Box 1. Histone modifications enriched in the bodies of transcribed genes. The list is compiled from references (15,31,32,44).

Transcribed region 5′ proximal to the promoter: H2BK5me1, H3K4me1, H3K4me2, H3K9me1, H3K27me1, H3K79me1, H3K79me2, H3K79me3 and H4K20me1.

Exons: H2BK5me1, H3K4me1, H3K4me2, H3K9me1, H3K9me2, H3K9me3*, H3K27me1, H3K27me2, H3K27me3, H3K36me3, H3K79me1, H3R2me1, H3R2me2, H4K20me1, H4K20me3 and H4R3me2.

Introns: H3K36me1**.

*Enrichment is present only over a subset of exons.

**Intron enrichment is observed only in highly expressed genes.

Figure 2.

Figure 2.

Deposition of H3K36me3 over exons. hnRNP-L directly interacts with RNA elements that place it in close proximity to the exons. Aly/Ref1 is recruited to the pre-mRNA during spliceosome assembly (76). In turn, hnRNP-L and Aly/Ref1 cooperate with RNAPII to bring Kmt3a to the exons where it methylates H3K36.

Methylated cytosine residues in CpG dinucleotides are another epigenetic mark enriched in the exons of transcribed genes (47). The Dnmt3a and Dnmt3b methyltransferases are responsible for the de novo methylation of DNA in mammalian cells and their specificity is determined by interactions with regulatory factors. The two methyltransferases are in a complex that can be recruited to DNA via direct interaction of Dnmt3a with the exon-specific H3K36me3 mark (48).

Transcription termination and polyadenylation sites (PASs) also display distinct nucleosome occupancy patterns. Specifically, genomic regions surrounding PAS are strongly depleted of nucleosomes, while the regions immediately downstream of PAS are enriched in nucleosomes (15). Furthermore, in genes undergoing alternative polyadenylation, the usage of individual PAS is correlated with the nucleosome occupancy downstream of the PAS, suggesting a role of the chromatin structure in the regulation of polyadenylation.

Data extract:
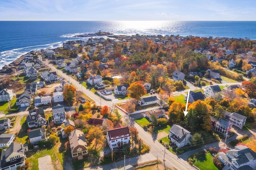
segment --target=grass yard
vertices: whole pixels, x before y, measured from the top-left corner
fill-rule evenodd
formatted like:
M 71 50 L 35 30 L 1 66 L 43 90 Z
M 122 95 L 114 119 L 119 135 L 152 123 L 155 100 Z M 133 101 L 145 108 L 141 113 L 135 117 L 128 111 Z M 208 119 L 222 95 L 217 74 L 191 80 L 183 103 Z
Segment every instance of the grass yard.
M 200 154 L 196 157 L 194 164 L 201 170 L 218 170 L 213 164 L 213 158 L 209 152 Z
M 237 82 L 238 82 L 236 80 L 234 80 L 232 79 L 226 77 L 225 77 L 223 76 L 221 76 L 221 78 L 222 78 L 222 80 L 226 81 L 226 82 L 229 83 L 236 83 Z
M 142 127 L 143 127 L 144 125 L 149 123 L 149 121 L 145 117 L 134 119 L 134 121 Z
M 16 100 L 17 99 L 16 97 L 13 97 L 12 100 L 10 102 L 10 106 L 11 107 L 11 109 L 17 109 L 18 107 L 16 106 Z M 4 114 L 7 113 L 7 110 L 9 109 L 9 105 L 8 104 L 8 102 L 4 102 L 0 103 L 0 111 L 6 111 L 4 112 Z
M 28 170 L 38 170 L 38 158 L 46 154 L 48 154 L 51 156 L 52 165 L 54 169 L 62 169 L 62 166 L 58 158 L 58 156 L 56 156 L 52 148 L 51 147 L 41 147 L 39 149 L 34 149 L 33 151 L 29 152 L 26 154 L 27 159 L 29 161 L 30 164 Z
M 175 102 L 180 102 L 182 104 L 186 105 L 186 101 L 184 100 L 185 96 L 180 94 L 179 96 L 175 96 L 172 97 L 175 100 Z

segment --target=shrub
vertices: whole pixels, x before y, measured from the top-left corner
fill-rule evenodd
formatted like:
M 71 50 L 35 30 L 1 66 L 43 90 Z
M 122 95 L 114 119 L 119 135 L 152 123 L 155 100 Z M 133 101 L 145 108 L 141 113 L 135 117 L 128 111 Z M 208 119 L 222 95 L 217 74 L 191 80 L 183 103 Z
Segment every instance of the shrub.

Task to complete: Retype the full passage on histone modifications in transcribed genes that appears above the items, reproducing every line without changes.

Task result:
Box 1. Histone modifications enriched in the bodies of transcribed genes. The list is compiled from references (15,31,32,44).

Transcribed region 5′ proximal to the promoter: H2BK5me1, H3K4me1, H3K4me2, H3K9me1, H3K27me1, H3K79me1, H3K79me2, H3K79me3 and H4K20me1.

Exons: H2BK5me1, H3K4me1, H3K4me2, H3K9me1, H3K9me2, H3K9me3*, H3K27me1, H3K27me2, H3K27me3, H3K36me3, H3K79me1, H3R2me1, H3R2me2, H4K20me1, H4K20me3 and H4R3me2.

Introns: H3K36me1**.

*Enrichment is present only over a subset of exons.

**Intron enrichment is observed only in highly expressed genes.

Figure 2.

Figure 2.

Deposition of H3K36me3 over exons. hnRNP-L directly interacts with RNA elements that place it in close proximity to the exons. Aly/Ref1 is recruited to the pre-mRNA during spliceosome assembly (76). In turn, hnRNP-L and Aly/Ref1 cooperate with RNAPII to bring Kmt3a to the exons where it methylates H3K36.

Methylated cytosine residues in CpG dinucleotides are another epigenetic mark enriched in the exons of transcribed genes (47). The Dnmt3a and Dnmt3b methyltransferases are responsible for the de novo methylation of DNA in mammalian cells and their specificity is determined by interactions with regulatory factors. The two methyltransferases are in a complex that can be recruited to DNA via direct interaction of Dnmt3a with the exon-specific H3K36me3 mark (48).

Transcription termination and polyadenylation sites (PASs) also display distinct nucleosome occupancy patterns. Specifically, genomic regions surrounding PAS are strongly depleted of nucleosomes, while the regions immediately downstream of PAS are enriched in nucleosomes (15). Furthermore, in genes undergoing alternative polyadenylation, the usage of individual PAS is correlated with the nucleosome occupancy downstream of the PAS, suggesting a role of the chromatin structure in the regulation of polyadenylation.